WORK INSTRUCTION:
Go through the entries below and copy each line containing the word "Find".

DATA START

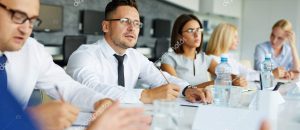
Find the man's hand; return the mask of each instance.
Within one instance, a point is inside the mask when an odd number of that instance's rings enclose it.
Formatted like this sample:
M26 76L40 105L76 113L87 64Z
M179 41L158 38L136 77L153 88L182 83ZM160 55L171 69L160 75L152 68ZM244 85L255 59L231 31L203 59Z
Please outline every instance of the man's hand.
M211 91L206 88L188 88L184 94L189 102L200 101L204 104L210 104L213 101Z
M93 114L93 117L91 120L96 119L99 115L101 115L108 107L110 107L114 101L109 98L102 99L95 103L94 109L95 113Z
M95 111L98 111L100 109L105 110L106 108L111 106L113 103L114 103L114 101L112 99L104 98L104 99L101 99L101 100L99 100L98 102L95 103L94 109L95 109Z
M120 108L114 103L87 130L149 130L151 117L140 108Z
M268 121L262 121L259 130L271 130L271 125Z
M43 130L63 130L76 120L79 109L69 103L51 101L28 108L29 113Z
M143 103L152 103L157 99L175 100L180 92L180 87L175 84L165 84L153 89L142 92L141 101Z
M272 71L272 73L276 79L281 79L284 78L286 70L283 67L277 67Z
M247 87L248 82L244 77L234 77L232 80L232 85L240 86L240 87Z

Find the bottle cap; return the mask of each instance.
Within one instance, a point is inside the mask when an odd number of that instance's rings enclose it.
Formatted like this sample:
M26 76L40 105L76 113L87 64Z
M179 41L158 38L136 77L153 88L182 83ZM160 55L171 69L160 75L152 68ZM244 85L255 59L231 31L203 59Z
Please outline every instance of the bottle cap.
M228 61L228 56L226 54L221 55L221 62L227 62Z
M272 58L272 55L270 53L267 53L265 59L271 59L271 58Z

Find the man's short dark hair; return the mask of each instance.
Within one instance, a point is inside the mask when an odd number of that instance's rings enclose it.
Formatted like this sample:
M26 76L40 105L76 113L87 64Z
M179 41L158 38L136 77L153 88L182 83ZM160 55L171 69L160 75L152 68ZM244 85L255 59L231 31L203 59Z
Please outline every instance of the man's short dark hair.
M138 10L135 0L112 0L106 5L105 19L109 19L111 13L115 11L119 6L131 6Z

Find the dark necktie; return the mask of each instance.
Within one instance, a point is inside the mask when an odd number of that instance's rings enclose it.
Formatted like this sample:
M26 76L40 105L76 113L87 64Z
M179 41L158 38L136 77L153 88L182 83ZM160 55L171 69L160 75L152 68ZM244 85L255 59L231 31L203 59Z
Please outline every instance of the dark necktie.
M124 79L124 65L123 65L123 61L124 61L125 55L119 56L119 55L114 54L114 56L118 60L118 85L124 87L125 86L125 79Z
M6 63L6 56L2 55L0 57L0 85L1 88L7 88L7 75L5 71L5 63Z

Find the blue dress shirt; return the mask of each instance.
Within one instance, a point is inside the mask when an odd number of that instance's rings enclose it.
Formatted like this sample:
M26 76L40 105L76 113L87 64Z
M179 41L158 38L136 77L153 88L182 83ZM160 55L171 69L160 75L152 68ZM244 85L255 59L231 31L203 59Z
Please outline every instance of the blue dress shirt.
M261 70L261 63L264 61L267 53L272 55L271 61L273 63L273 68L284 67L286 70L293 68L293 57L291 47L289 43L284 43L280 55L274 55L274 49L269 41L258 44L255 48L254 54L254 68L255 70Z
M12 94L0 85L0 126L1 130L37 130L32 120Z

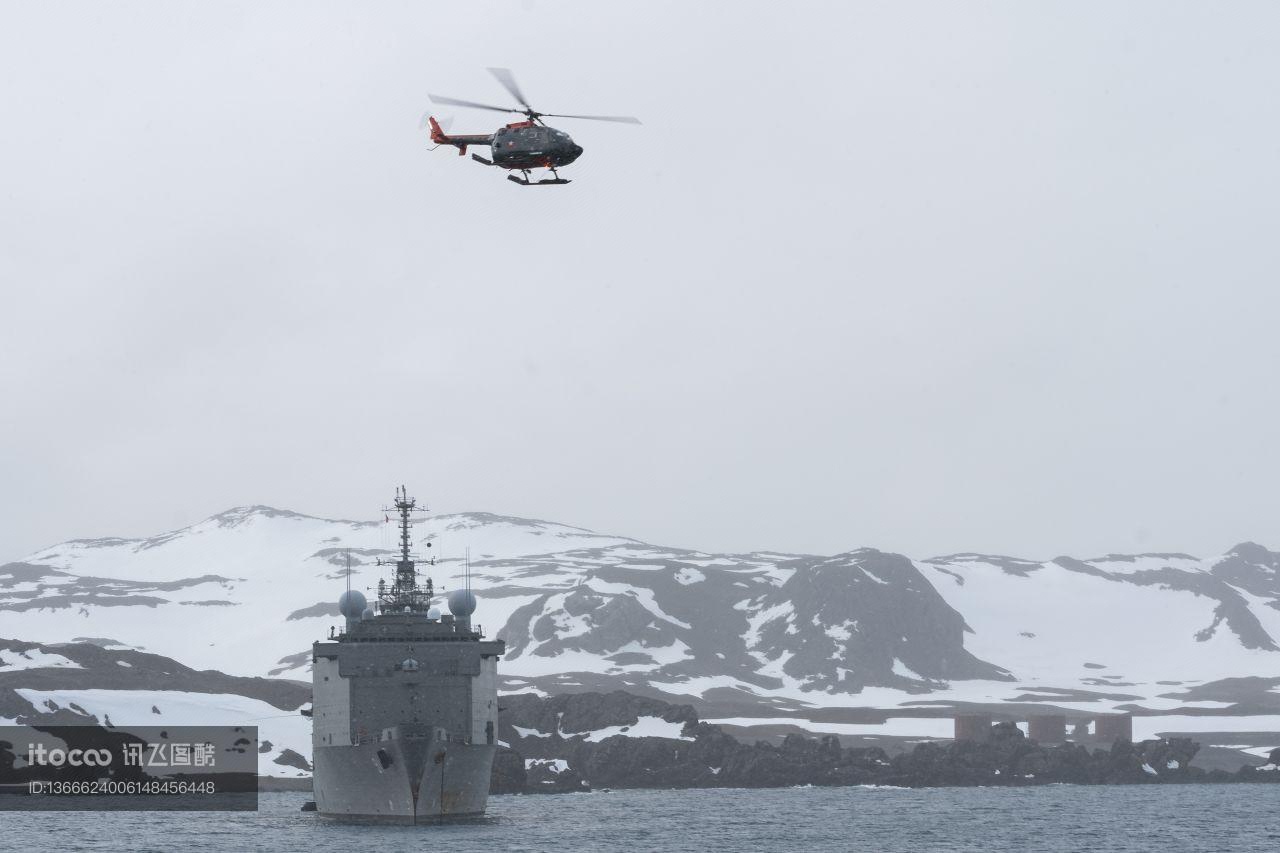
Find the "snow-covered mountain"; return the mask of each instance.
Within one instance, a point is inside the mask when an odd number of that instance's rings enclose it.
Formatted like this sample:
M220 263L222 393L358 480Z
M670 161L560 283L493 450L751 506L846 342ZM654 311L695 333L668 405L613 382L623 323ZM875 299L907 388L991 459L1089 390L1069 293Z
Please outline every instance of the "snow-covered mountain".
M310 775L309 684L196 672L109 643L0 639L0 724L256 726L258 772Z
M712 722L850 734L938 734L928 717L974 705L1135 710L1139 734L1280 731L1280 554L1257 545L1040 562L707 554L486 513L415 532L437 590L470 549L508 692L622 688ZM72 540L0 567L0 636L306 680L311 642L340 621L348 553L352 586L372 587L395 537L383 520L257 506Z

DATA END

EXERCISE SOLUTION:
Find the man's hand; return the mask of each instance.
Find the bottle cap; return the mask of each instance.
Find the man's short dark hair; return the mask of each instance.
Find the dark necktie; return the mask of each instance.
Find the blue dress shirt; return the mask of each instance.
Find the "snow-covered mountain"; return the mask of each instance.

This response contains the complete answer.